◆ **Objetivo**
Devuelve cada línea del material que contenga la palabra "painted". Se distingue entre mayúsculas y minúsculas.

◆ **Material proporcionado**
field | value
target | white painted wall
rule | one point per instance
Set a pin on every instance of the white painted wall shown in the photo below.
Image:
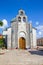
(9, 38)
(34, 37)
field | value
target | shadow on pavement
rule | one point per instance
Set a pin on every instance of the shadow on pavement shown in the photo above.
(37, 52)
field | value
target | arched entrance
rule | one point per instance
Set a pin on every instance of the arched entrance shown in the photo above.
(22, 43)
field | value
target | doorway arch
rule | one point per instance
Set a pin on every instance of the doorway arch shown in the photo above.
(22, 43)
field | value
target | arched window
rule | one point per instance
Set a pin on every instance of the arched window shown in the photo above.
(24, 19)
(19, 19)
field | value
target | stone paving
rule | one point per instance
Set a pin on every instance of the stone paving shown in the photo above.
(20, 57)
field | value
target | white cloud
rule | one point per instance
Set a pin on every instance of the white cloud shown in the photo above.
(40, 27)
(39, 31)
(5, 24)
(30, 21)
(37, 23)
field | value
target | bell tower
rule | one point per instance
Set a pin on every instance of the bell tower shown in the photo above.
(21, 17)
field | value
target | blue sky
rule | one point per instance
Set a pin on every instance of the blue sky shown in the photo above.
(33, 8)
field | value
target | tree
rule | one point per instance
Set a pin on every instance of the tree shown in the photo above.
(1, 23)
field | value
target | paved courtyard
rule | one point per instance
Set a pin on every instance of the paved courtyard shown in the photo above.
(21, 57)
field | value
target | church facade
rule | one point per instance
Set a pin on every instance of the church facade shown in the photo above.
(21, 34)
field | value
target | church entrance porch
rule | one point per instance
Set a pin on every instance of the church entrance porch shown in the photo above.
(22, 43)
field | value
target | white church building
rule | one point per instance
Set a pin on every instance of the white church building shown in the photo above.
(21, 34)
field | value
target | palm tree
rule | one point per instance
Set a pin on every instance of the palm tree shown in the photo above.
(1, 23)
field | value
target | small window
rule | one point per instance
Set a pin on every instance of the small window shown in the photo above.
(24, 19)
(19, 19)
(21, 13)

◆ **Resultado esperado**
target | white painted wall
Set a pin on every instance of the white painted wall shown in the photo below.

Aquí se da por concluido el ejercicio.